In the news release below about HIV patients who are caregivers, what percentage of women delayed their own medical treatment for caregiving reasons?

SUPPLIED PASSAGE —

---

Distributed July 10, 2000
For Immediate Release
News Service Contact: Kristen Cole



HIV patients studied

Study finds caregivers often postpone seeking treatment for themselves

A nationwide study of HIV-positive patients led by Michael D. Stein of Brown University found 14 percent of women and 8 percent of men delayed their own medical treatment because they were caring for others.

PROVIDENCE, R.I. — A nationwide study of HIV-positive patients found primary caregivers often postpone their own medical treatment because of the competing needs of persons for whom they care – information that is particularly significant for women, who have traditionally filled the caregiver role.

Fourteen percent of women and 8 percent of men delayed their own medical treatment for caregiving reasons, according to the study led by Michael D. Stein, associate professor of medicine at the Brown University School of Medicine, who is based in the Division of General Medicine at Rhode Island Hospital.

“There is an untested notion that women who take care of children use the health care system differently,” said Stein. “This is the first study that shows caregiving disrupts one’s own care.”

The finding spotlights the need for support services, such as child care, in medical settings, according to Stein. The opportunity for timely initiation of anti-retroviral therapy in HIV-positive patients, which prevents viral replication, could be lost if care is delayed, he said.

Researchers studied patients 18 years or older, with a known HIV infection, from a sampling of geographical areas throughout the United States. They used a database of information on 2,864 HIV-positive adults compiled between January 1996 and April 1997, called the HIV Cost and Services Utilization Study.

---

RECORDS SUPPLIED —
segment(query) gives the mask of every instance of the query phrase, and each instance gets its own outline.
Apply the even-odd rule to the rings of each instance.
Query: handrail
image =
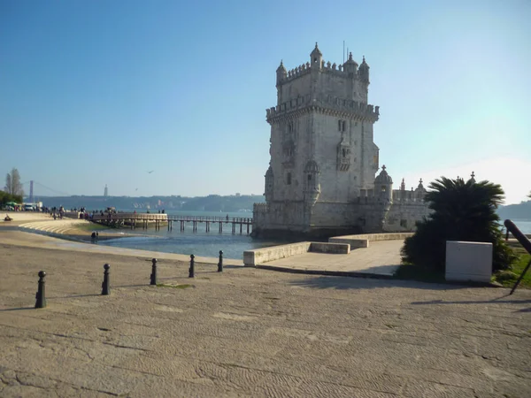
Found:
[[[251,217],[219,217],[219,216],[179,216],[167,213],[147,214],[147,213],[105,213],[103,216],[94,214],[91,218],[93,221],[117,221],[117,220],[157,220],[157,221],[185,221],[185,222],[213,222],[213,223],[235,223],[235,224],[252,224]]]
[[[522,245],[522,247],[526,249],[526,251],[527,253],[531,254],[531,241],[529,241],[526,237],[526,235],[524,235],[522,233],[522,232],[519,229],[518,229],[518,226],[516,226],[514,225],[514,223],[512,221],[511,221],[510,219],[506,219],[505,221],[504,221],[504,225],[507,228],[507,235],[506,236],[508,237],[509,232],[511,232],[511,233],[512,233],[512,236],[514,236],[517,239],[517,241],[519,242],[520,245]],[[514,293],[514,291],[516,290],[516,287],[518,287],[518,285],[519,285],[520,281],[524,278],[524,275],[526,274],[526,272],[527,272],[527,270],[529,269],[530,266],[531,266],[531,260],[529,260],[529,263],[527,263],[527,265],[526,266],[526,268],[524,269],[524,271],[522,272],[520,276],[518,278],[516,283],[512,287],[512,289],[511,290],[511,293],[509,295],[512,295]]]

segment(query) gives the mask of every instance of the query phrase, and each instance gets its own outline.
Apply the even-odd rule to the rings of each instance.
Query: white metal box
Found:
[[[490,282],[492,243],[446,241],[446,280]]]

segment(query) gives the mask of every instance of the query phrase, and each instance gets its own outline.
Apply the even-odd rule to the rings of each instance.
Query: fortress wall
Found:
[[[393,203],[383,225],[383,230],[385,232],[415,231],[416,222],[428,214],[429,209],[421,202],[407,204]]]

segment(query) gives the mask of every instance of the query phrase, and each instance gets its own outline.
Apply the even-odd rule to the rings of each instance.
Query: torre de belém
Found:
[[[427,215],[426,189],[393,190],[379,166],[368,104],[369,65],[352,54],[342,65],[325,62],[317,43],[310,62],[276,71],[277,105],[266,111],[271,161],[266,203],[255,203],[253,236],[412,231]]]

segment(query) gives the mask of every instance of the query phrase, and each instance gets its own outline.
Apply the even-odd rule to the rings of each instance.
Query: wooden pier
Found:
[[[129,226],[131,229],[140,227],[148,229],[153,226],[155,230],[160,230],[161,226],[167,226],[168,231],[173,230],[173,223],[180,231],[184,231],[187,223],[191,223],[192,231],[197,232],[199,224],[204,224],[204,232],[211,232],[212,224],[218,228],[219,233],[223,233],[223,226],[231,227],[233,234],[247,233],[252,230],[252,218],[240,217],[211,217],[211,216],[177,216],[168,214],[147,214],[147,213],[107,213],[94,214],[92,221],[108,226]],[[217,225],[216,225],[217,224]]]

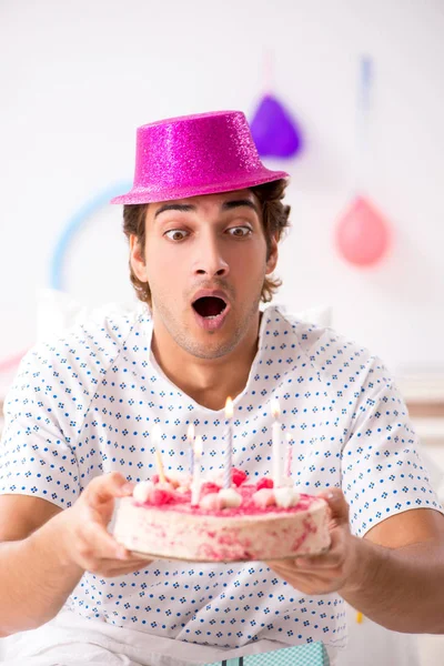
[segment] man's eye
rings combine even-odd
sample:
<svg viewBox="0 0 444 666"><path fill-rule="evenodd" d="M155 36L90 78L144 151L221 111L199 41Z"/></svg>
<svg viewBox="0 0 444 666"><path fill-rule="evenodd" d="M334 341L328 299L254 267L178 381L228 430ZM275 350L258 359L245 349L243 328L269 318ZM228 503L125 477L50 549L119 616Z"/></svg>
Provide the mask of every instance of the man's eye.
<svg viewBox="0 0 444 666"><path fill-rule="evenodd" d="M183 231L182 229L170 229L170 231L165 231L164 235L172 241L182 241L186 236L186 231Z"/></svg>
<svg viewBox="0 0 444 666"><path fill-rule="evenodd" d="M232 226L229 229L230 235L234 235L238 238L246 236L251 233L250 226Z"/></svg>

---

SOLVED PROBLEM —
14 percent